# Esercizi da svolgere
1. Nel testo sul ruolo dei genitori, che cosa devono decidere insieme papà e mamma?
2. Riporta il passo del testo sul ruolo dei genitori che inizia con "Non è facile" e si ferma dopo "cioè di credibilità.".

# Testo della pagina
Non è facile essere buoni padri e neppure buone madri.
La crisi dell’adultità, che riguarda paternità e maternità insieme, di fatto si configura come crisi di autorità e ancor più come crisi di autorevolezza, cioè di credibilità.
Una condizione essenziale per un recupero di autorevolezza e credibilità presuppone che i genitori vivano uno stile di “coesione”. Papà e mamma devono decidere insieme le regole e le strategie educative; per fare questo occorre parlarsi, condividere e mostrarsi uniti. Spesso si parla di tutto tranne che di come educare i figli. Vivere la coesione significa riferirsi l’uno all’altro e fare un gioco di squadra che abbia come finalità l’autonomia dei figli.

# Record forniti
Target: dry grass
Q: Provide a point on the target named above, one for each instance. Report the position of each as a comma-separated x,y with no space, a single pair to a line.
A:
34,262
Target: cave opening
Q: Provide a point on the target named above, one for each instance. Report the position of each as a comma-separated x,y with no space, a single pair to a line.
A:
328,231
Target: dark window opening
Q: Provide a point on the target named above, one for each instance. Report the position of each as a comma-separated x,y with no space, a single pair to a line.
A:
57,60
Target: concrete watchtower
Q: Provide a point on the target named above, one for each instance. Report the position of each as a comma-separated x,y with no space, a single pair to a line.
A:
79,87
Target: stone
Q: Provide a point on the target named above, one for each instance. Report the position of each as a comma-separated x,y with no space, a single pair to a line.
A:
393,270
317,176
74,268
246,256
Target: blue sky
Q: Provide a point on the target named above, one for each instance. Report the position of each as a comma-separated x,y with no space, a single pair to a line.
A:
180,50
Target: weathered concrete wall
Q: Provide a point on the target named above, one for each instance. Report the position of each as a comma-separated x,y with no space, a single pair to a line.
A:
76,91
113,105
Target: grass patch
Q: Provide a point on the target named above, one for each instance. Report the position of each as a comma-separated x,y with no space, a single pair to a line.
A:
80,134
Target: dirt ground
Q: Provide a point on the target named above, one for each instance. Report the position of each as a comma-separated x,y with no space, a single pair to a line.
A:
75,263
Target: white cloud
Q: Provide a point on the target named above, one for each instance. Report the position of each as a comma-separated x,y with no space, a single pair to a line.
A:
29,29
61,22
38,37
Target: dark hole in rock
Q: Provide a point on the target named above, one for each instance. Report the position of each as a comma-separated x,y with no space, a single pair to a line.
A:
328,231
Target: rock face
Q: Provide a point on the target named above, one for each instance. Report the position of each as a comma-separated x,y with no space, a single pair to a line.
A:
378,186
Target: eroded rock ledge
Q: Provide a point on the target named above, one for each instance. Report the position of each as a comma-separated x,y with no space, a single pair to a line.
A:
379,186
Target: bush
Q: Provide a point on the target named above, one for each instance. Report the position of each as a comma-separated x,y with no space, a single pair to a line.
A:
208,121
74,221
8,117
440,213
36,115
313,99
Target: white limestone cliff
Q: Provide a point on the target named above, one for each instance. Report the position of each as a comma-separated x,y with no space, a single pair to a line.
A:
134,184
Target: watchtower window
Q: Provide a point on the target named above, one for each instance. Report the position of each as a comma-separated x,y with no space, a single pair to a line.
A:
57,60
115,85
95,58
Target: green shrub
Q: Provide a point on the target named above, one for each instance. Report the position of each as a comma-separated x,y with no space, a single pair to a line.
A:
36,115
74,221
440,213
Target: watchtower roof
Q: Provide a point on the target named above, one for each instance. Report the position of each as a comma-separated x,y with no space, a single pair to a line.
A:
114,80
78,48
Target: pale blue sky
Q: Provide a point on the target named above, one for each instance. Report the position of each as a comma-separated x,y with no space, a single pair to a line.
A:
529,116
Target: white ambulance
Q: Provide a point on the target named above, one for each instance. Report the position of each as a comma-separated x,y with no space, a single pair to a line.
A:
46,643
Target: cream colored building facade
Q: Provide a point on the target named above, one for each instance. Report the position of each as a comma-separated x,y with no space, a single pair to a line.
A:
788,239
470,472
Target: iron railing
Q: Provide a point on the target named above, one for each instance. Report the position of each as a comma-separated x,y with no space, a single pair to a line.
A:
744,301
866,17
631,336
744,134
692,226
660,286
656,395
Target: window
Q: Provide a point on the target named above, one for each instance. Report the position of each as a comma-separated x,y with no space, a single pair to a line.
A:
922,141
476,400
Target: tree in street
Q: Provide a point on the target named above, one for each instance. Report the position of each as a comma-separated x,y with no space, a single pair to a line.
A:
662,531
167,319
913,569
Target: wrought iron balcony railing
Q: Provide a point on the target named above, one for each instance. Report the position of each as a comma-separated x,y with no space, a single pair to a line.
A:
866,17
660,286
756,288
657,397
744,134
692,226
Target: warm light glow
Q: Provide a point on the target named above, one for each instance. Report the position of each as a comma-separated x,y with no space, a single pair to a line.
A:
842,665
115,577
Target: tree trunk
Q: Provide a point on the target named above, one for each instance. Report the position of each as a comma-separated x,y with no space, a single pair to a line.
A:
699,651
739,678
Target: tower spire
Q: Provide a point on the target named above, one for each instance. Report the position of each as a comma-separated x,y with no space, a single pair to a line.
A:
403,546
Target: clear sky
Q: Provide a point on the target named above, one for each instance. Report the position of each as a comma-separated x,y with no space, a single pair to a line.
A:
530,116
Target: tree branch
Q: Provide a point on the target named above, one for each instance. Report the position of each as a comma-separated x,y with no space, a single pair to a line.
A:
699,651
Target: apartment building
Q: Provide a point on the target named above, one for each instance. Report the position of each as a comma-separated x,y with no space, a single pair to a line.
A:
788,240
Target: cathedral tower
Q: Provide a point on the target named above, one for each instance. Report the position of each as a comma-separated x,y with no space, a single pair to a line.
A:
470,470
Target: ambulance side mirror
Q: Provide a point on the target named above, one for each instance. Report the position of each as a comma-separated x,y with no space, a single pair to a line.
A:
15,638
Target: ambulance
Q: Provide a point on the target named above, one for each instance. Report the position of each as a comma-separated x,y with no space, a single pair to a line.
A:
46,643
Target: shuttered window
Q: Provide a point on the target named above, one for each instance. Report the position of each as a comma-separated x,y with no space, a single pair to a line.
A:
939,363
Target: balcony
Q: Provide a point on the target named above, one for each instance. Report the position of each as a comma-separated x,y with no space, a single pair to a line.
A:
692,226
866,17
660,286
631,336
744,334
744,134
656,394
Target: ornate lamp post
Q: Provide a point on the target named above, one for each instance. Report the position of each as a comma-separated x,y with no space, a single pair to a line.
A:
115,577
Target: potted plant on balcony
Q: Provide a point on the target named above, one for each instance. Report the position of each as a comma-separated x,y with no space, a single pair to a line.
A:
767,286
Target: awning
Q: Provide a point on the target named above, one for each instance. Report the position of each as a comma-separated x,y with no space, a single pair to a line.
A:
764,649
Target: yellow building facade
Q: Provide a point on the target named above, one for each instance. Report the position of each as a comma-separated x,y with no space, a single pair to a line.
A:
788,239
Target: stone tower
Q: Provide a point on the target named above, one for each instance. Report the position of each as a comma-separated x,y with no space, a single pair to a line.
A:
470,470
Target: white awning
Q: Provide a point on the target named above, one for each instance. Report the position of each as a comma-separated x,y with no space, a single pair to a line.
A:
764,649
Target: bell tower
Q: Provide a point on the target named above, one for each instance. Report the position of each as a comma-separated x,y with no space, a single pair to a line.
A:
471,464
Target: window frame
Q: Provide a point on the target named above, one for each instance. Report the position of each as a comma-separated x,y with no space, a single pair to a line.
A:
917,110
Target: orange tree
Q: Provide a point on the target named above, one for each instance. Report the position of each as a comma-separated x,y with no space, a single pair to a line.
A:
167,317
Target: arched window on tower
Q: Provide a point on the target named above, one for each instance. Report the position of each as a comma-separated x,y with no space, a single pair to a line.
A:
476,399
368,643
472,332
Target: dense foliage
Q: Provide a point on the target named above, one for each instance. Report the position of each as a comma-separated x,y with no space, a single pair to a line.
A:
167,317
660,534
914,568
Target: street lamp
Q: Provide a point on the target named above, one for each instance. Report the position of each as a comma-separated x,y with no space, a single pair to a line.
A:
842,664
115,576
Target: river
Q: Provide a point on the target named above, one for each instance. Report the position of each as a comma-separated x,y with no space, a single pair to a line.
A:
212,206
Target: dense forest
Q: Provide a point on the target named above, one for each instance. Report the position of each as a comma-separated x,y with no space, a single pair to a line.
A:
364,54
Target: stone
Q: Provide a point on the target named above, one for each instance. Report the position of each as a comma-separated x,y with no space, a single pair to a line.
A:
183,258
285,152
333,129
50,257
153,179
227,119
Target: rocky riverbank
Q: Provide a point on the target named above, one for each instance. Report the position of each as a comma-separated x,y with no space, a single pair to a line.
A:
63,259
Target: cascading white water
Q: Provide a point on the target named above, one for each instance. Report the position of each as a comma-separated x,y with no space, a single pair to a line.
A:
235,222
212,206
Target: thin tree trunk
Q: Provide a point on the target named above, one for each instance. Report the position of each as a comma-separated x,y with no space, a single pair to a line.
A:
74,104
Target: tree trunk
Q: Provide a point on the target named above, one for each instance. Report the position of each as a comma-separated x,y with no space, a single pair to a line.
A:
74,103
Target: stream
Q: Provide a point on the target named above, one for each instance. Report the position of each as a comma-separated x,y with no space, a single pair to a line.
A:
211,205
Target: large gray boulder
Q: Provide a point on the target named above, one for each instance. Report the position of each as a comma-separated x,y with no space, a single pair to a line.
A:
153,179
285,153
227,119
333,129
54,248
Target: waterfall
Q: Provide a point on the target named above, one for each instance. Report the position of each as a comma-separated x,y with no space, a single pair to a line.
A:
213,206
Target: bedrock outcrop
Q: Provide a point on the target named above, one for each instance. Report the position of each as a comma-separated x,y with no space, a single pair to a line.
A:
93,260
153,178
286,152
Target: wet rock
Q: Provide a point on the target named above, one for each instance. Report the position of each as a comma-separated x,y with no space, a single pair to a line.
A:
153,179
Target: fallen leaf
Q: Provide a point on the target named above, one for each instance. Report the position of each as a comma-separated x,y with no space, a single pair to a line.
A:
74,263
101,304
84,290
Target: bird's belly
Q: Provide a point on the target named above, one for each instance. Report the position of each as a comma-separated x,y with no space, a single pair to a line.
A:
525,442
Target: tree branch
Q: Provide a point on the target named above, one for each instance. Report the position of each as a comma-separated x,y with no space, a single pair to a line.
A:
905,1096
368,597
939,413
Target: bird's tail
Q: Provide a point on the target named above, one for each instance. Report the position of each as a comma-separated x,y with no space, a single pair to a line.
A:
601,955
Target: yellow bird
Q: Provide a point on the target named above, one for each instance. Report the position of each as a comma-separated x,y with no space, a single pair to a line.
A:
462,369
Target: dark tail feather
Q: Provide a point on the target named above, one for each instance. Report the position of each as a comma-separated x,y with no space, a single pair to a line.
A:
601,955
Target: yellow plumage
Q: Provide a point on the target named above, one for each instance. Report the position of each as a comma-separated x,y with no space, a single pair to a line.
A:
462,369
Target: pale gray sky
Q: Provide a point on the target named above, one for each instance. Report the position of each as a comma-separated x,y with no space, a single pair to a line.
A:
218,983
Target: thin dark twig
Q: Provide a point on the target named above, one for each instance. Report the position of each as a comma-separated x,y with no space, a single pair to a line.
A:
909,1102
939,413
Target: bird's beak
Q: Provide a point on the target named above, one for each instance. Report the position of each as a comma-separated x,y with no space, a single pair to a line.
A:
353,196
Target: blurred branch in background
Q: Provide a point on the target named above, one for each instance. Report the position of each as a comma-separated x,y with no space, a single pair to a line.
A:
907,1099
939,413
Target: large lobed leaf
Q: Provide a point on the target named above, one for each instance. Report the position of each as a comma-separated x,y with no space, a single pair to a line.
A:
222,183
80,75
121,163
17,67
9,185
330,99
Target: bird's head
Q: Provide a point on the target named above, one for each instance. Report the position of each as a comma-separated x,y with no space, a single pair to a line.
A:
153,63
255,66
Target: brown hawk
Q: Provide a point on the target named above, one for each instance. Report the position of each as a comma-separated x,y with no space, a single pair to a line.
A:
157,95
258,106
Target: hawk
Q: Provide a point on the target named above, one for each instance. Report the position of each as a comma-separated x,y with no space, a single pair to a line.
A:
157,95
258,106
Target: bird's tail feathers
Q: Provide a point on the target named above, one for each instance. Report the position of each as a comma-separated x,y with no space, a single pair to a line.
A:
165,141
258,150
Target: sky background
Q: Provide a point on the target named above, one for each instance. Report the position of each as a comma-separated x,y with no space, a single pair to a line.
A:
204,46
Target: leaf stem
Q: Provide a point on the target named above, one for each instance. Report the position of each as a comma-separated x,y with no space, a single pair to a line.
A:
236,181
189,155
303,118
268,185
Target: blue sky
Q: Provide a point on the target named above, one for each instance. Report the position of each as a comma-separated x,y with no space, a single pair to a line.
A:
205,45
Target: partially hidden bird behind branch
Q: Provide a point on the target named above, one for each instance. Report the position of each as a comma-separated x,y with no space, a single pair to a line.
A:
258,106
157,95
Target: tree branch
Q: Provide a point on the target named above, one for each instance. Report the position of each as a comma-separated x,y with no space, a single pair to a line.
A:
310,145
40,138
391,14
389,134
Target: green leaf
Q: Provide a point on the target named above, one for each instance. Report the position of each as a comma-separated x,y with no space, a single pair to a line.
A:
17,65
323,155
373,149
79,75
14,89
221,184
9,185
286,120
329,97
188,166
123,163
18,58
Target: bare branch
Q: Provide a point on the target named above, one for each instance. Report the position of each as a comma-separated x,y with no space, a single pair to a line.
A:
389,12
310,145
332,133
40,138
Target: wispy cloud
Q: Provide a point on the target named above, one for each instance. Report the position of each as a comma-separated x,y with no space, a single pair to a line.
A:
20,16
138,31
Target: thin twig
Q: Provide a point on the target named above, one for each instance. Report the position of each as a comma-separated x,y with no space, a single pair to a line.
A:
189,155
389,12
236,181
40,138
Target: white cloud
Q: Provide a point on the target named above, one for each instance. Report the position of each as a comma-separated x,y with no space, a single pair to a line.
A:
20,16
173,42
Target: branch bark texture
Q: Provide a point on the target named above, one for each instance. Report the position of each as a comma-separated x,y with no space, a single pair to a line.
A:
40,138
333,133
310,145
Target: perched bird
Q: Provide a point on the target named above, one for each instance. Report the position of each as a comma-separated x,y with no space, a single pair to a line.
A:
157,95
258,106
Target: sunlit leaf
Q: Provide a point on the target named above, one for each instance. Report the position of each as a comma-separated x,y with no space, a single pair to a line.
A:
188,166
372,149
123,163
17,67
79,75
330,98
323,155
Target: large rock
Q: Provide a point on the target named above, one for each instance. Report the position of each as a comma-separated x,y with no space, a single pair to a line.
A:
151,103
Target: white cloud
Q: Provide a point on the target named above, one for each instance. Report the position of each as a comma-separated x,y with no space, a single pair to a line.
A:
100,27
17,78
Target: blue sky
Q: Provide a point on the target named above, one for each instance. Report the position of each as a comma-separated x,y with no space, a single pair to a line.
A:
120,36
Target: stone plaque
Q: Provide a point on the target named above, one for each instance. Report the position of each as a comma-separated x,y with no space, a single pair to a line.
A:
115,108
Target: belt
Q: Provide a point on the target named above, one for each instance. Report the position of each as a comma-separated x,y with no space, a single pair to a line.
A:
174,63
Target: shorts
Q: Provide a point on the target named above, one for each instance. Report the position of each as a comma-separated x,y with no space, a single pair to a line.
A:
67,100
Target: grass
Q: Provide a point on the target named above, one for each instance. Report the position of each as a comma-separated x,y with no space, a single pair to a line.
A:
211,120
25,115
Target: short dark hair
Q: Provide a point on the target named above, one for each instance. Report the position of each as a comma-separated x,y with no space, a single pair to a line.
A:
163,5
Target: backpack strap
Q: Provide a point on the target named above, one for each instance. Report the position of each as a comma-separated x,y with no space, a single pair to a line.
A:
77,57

# Risultati dell'esercizio
1. Le regole e le strategie educative.

2.
Non è facile essere buoni padri e neppure buone madri.
La crisi dell’adultità, che riguarda paternità e maternità insieme, di fatto si configura come crisi di autorità e ancor più come crisi di autorevolezza, cioè di credibilità.